Exercice a:
Quelles lignes des enregistrements ci-dessous contiennent le mot « background » ? Renvoyez-les toutes.

Extrait source:
■ ■ ■ ■

TRIBUNE dans « Le Monde » sur le nouveau pouvoir Trump

Tribune publiée dans lemonde.fr le 17/11/16.

L’influence des contre-pouvoirs citoyens sera déterminante après l’élection de Trump

Grâce à une courte majorité de grands électeurs, et sans remporter le vote populaire, Donald Trump sera investi 45e président des États-Unis en janvier 2017. Le contraste avec Barack Obama est saisissant, tant du point de vue du style que de leurs projets de société respectifs. Trump est bien un boomerang anti-Obama.

Dès l’annonce de son succès, le futur président s’est adressé à la presse et à ses supporters avec une attitude qui a frappé certains observateurs : il paraissait stupéfait d’avoir gagné. Derrière lui, son futur vice-président Mike Pence affichait un grand sourire de satisfaction. Cette image en dit long : le futur vice-président a parfaitement saisi que ce résultat signifiait le retour aux affaires des républicains les plus traditionnels – dont Gingrich, Giuliani et Sessions sont des figures de proue –, des cadors de la finance et du lobbying, et des responsables de médias d’ultra-droite – au premier rang desquels le redoutable Bannon.

Car Trump, qui avait choisi Pence comme colistier pour donner des gages aux conservateurs, ne gouvernera pas seul. Peut-être même qu’il gouvernera peu, laissant à ses conseillers et à son gouvernement la gestion des principaux dossiers pour se concentrer sur les aspects les plus plaisants de sa présidence : les relations publiques, les liens avec les médias, la vie dans la lumière, en continuant de passer le plus de temps possible à New York.

L’avenir nous le dira. Étant donné les personnes pressenties pour être ses collaborateurs – l’équipe de transition, par ailleurs essentiellement composée d’hommes « blancs », en est un indicateur – et la couleur politique du Congrès, l’hypothèse d’une politique très libérale en économie et très conservatrice sur les questions sociétales est la plus plausible. Plusieurs promesses de Trump à son électorat pourraient en faire les frais.

Pétrole de schiste

Sur les relations commerciales avec la Chine, sur l’immigration – le monde des affaires étant favorable à une libéralisation de la législation –, sur le projet de grands travaux infrastructurels financés par des fonds publics, des désaccords entre Trump et le parti républicain sont à prévoir.

■ ■ ■ ■

Lignes enregistrées:
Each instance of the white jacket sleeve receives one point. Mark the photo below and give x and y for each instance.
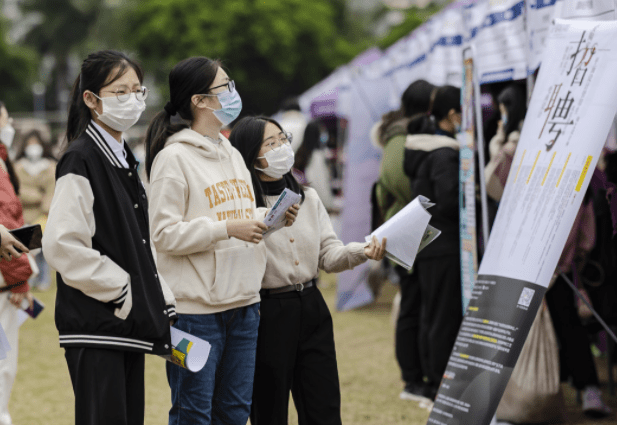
(334, 256)
(67, 243)
(170, 233)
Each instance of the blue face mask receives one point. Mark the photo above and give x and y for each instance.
(231, 106)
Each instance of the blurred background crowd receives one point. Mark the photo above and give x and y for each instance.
(278, 49)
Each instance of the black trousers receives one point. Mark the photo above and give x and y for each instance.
(574, 350)
(295, 352)
(407, 342)
(441, 312)
(108, 386)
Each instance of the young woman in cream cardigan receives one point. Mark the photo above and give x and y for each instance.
(295, 346)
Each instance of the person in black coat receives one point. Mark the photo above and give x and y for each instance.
(432, 164)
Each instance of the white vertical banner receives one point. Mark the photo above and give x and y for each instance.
(568, 119)
(467, 183)
(540, 15)
(444, 60)
(500, 40)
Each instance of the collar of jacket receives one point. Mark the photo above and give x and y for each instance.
(104, 147)
(429, 142)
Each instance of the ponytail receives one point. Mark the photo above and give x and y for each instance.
(98, 70)
(79, 113)
(158, 131)
(421, 124)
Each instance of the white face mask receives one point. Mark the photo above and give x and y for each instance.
(121, 116)
(280, 161)
(34, 152)
(7, 133)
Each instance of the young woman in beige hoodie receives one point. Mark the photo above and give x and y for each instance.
(207, 232)
(295, 348)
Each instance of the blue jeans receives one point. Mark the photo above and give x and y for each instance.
(221, 392)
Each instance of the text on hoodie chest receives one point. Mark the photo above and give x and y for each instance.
(229, 190)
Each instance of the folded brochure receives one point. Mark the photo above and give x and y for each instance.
(275, 219)
(188, 351)
(407, 232)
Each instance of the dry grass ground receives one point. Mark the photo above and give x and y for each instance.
(368, 371)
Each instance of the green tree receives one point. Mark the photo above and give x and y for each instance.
(66, 24)
(272, 48)
(413, 19)
(17, 67)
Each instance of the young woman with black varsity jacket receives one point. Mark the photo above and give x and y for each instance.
(112, 306)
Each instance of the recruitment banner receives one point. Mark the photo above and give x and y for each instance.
(498, 33)
(467, 184)
(571, 111)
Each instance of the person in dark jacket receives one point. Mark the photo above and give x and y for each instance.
(393, 192)
(432, 164)
(112, 306)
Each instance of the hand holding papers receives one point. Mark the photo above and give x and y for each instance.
(407, 232)
(188, 351)
(275, 218)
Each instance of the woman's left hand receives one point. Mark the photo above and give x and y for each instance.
(375, 250)
(291, 214)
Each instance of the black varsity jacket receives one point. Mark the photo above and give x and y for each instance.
(110, 294)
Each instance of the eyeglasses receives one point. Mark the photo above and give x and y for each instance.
(274, 142)
(124, 93)
(231, 86)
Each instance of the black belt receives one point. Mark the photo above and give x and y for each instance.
(298, 287)
(14, 285)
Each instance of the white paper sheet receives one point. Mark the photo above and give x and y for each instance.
(275, 218)
(4, 344)
(188, 351)
(407, 232)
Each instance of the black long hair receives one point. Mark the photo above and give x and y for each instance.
(513, 98)
(247, 137)
(20, 151)
(310, 142)
(190, 76)
(416, 101)
(443, 99)
(98, 70)
(9, 164)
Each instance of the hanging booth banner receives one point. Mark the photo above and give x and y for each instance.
(446, 47)
(363, 100)
(467, 184)
(571, 111)
(499, 40)
(540, 15)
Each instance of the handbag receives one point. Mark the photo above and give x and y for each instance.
(533, 394)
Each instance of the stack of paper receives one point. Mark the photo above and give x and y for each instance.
(275, 218)
(4, 344)
(407, 232)
(188, 351)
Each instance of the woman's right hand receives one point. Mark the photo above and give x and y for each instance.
(246, 230)
(8, 244)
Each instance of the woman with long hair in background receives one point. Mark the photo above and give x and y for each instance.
(36, 168)
(295, 348)
(14, 274)
(112, 306)
(207, 232)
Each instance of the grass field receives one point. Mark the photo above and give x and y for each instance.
(368, 372)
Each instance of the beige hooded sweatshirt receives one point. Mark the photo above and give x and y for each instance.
(196, 185)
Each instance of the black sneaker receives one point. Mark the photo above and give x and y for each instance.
(414, 392)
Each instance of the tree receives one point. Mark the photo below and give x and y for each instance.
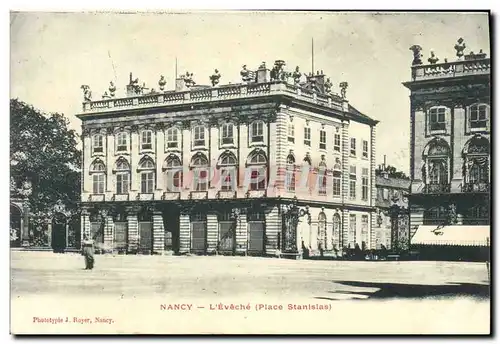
(44, 160)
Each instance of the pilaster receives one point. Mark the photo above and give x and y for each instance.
(212, 232)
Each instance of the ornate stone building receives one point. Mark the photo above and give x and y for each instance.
(450, 142)
(275, 164)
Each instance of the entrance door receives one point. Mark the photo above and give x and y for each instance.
(146, 237)
(120, 237)
(256, 231)
(199, 233)
(59, 233)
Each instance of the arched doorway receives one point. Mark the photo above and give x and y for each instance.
(15, 226)
(59, 234)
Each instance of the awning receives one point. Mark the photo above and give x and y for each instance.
(452, 235)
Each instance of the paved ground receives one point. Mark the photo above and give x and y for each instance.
(411, 297)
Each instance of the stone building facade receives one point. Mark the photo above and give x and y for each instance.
(216, 169)
(450, 139)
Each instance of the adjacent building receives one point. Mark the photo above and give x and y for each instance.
(450, 151)
(275, 164)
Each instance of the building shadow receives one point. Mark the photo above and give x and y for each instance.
(412, 291)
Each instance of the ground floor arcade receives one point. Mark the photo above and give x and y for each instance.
(249, 227)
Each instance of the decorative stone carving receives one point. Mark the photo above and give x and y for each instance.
(433, 59)
(296, 76)
(214, 78)
(162, 82)
(87, 93)
(328, 86)
(460, 47)
(112, 89)
(417, 56)
(343, 89)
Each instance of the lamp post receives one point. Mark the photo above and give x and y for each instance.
(291, 215)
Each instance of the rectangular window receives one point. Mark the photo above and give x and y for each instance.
(478, 117)
(352, 183)
(199, 136)
(365, 149)
(364, 190)
(353, 146)
(227, 134)
(98, 183)
(352, 230)
(98, 144)
(121, 142)
(322, 139)
(336, 185)
(307, 136)
(437, 119)
(172, 138)
(364, 231)
(122, 183)
(257, 132)
(336, 142)
(146, 139)
(291, 133)
(147, 182)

■ ■ ■ ■

Exercice b:
D'après la tribune sur le nouveau pouvoir Trump, qui affichait un grand sourire derrière Trump lors de l'annonce de sa victoire ?

Réponse complète a:
Each instance of the blurred background crowd receives one point. Mark the photo above and give x and y for each instance.
Each instance of the woman with long hair in background receives one point. Mark the photo above and give x and y for each instance.

Réponse complète b:
Mike Pence, son futur vice-président.